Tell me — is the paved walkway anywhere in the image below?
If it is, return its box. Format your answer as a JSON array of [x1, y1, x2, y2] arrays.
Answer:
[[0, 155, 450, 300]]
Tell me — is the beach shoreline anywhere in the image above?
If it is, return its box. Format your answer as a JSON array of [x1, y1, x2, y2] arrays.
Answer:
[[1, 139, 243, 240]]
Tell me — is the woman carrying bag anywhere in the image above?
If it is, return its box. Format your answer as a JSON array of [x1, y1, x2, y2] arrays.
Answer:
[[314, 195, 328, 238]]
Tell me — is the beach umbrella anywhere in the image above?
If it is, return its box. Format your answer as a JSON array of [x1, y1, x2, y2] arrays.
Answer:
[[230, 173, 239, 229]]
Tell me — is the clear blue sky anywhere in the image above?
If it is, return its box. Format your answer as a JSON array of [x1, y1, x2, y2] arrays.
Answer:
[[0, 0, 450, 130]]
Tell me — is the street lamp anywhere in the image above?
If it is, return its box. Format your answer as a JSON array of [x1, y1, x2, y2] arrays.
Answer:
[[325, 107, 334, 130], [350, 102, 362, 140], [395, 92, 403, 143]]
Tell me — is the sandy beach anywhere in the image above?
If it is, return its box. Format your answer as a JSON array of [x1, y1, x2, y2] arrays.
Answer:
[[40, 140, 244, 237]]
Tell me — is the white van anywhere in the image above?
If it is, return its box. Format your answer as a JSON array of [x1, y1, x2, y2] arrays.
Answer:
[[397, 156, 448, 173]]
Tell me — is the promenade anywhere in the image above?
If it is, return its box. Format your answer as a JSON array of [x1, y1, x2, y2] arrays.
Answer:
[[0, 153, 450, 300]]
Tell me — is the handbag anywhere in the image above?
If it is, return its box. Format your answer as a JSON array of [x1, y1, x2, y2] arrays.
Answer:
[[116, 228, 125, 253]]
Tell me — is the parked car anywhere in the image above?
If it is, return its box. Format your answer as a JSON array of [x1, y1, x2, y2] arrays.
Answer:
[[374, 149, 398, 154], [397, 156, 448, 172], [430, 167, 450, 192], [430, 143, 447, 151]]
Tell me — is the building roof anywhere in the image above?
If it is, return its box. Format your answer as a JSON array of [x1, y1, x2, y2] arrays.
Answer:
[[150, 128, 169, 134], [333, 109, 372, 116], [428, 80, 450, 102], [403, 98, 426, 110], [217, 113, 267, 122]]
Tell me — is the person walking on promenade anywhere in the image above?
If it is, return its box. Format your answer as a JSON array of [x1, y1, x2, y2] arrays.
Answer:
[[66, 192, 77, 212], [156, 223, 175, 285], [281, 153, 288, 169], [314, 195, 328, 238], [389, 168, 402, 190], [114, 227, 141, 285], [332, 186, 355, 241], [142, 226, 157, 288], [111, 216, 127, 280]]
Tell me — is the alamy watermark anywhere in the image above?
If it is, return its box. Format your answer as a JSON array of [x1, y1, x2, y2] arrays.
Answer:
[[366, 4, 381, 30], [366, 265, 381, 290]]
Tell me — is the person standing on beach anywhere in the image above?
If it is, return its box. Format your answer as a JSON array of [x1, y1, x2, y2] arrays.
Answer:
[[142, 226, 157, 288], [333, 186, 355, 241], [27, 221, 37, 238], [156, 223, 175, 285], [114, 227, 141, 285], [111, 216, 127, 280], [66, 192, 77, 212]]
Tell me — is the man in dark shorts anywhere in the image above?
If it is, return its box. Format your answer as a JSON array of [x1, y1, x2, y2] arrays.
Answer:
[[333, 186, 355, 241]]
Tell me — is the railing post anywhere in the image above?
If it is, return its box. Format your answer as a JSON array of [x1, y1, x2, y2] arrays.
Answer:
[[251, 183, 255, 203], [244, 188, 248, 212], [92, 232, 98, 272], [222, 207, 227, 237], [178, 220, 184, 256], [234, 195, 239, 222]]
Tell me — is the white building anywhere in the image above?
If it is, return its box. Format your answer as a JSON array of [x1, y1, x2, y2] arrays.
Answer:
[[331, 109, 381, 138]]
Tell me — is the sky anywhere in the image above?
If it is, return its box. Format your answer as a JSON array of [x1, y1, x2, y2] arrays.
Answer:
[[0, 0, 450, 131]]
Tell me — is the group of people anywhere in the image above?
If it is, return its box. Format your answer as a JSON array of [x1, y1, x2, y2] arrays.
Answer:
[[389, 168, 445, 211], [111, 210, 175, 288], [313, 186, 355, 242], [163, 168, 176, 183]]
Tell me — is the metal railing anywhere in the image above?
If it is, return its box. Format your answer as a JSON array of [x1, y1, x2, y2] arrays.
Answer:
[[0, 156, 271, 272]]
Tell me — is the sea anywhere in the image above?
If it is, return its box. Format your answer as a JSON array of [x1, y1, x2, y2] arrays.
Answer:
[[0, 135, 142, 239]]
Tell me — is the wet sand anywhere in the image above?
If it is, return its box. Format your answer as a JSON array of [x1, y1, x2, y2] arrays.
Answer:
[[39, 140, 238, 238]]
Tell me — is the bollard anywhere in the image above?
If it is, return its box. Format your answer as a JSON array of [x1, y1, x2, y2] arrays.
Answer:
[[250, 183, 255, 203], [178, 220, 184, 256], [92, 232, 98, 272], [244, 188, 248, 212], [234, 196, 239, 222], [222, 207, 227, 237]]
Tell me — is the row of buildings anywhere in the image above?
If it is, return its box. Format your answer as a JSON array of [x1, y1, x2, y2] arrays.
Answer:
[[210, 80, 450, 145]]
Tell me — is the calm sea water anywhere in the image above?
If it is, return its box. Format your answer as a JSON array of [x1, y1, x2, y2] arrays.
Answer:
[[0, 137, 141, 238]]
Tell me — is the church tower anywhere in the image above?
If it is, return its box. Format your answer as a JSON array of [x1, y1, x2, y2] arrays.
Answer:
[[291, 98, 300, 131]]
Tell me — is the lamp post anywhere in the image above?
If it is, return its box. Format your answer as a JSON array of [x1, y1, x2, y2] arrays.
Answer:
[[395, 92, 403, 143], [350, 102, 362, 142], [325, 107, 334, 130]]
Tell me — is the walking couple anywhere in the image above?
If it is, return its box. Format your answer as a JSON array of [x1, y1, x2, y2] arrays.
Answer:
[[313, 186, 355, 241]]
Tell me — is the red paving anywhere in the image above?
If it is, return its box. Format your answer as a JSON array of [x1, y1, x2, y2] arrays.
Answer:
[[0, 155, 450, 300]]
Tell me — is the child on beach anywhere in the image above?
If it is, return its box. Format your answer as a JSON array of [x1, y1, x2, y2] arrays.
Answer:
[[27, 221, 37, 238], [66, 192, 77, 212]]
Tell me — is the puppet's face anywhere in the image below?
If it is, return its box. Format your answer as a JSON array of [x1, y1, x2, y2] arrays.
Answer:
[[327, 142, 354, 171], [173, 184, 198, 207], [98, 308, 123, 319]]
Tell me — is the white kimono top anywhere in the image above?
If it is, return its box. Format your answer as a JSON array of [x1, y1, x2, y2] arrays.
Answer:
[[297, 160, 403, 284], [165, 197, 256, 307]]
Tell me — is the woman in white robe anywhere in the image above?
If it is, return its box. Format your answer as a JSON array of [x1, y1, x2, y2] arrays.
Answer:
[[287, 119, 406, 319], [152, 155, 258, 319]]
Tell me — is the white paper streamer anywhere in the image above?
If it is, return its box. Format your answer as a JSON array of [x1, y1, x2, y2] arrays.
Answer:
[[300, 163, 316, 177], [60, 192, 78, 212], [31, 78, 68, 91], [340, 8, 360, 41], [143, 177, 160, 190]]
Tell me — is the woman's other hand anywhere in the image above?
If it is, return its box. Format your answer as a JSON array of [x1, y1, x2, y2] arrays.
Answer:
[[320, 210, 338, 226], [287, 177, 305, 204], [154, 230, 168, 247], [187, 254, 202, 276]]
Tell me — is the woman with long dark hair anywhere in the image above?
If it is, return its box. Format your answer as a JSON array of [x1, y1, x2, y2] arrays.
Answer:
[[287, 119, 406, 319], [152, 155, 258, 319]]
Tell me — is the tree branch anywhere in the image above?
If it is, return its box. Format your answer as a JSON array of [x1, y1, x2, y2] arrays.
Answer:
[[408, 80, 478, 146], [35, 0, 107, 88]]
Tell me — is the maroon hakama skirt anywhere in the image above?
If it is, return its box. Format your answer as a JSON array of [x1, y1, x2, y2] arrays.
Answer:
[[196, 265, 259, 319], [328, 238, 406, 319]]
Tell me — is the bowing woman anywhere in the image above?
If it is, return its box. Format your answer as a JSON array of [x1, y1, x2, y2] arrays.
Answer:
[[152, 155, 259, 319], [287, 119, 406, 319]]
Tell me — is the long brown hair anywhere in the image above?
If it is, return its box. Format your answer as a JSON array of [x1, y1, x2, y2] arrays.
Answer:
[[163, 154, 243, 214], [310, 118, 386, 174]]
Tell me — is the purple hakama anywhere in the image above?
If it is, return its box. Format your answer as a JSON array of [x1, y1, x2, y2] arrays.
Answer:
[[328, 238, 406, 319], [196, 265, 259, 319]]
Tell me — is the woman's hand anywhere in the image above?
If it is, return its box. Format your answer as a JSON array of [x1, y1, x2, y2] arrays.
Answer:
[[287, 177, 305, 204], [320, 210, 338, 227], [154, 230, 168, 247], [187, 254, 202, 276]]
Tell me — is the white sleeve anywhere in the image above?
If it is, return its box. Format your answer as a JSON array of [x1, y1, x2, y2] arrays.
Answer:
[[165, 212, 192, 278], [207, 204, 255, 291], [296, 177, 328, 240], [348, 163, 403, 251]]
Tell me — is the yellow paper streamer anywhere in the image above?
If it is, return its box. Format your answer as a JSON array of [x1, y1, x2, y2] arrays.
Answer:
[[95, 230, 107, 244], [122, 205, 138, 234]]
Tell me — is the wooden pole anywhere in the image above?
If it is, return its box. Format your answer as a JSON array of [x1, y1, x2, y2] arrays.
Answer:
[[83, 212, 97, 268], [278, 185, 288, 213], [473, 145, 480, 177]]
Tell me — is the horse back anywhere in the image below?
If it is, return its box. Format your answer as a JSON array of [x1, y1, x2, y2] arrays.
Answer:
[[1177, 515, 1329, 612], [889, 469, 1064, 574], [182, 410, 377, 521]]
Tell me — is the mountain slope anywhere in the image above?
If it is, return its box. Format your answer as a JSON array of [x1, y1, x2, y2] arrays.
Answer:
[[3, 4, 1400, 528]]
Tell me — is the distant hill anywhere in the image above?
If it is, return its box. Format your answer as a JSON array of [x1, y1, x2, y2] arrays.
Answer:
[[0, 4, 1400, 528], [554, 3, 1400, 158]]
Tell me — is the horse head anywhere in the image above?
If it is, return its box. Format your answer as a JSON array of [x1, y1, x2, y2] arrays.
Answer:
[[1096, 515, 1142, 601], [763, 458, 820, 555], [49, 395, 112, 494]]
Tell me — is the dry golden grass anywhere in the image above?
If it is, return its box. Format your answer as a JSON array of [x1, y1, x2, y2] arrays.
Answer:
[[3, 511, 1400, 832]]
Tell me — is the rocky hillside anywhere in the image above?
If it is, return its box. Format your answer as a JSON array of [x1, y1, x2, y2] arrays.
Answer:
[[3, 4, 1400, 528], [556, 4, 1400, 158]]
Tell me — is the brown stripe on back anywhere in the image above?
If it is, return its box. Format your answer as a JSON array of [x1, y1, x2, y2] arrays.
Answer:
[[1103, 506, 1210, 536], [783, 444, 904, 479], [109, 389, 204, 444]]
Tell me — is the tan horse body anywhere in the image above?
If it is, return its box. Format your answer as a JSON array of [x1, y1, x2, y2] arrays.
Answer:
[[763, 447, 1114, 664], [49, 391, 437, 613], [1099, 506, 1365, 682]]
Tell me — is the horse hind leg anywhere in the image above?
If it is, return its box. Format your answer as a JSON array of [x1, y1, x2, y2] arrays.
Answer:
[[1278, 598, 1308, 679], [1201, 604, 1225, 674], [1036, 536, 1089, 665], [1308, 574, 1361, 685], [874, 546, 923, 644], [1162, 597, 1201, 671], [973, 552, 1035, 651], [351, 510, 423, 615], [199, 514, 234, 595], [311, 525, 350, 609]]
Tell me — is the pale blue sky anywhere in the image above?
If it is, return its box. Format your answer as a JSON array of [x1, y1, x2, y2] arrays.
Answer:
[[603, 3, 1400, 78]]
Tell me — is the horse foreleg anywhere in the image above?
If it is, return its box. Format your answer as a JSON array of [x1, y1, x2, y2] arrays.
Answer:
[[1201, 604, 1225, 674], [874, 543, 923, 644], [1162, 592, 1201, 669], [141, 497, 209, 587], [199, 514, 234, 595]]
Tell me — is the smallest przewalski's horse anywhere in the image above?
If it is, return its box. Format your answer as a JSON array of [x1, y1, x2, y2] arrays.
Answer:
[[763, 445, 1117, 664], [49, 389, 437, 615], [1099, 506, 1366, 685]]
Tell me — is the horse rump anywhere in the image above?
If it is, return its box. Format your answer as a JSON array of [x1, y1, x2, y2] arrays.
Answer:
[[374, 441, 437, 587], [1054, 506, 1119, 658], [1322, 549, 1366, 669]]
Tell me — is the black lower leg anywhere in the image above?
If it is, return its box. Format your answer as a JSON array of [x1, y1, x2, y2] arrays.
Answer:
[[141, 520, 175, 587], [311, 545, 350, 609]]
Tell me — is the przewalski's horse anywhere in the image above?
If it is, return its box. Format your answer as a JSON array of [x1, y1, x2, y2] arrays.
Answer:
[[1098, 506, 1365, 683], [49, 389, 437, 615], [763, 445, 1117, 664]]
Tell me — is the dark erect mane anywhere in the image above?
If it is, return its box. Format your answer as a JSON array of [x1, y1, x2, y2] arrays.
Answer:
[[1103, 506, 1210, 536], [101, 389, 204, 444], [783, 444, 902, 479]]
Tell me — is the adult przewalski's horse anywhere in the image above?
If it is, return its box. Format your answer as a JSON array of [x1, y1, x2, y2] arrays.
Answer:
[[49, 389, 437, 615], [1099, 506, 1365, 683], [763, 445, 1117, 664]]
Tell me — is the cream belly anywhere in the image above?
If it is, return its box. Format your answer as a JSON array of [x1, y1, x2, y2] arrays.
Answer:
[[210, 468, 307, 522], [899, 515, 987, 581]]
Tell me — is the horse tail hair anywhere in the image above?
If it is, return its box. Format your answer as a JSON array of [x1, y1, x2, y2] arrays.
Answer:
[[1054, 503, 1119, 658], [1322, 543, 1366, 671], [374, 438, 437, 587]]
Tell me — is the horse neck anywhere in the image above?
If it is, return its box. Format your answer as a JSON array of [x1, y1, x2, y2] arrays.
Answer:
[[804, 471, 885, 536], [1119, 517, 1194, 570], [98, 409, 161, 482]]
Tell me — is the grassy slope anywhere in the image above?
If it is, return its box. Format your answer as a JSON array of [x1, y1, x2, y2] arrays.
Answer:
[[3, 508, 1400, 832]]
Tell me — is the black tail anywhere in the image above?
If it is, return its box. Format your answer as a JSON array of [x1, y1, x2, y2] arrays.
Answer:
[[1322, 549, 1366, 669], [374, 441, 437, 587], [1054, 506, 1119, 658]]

__________

(Problem description) Rewrite the material starting at the line containing "Tell me — is the przewalski's" and ending at the line containing "615], [763, 445, 1117, 664]]", with "przewalski's horse" swapped for "wild horse". Leave everything else unchanged.

(Finished answer)
Tell me — is the wild horse anywhere in the image above?
If it is, return its box. Format your answer as a JSON array of [x1, y1, x2, y2] arrays.
Answer:
[[1098, 506, 1365, 683], [49, 389, 437, 615], [763, 445, 1117, 664]]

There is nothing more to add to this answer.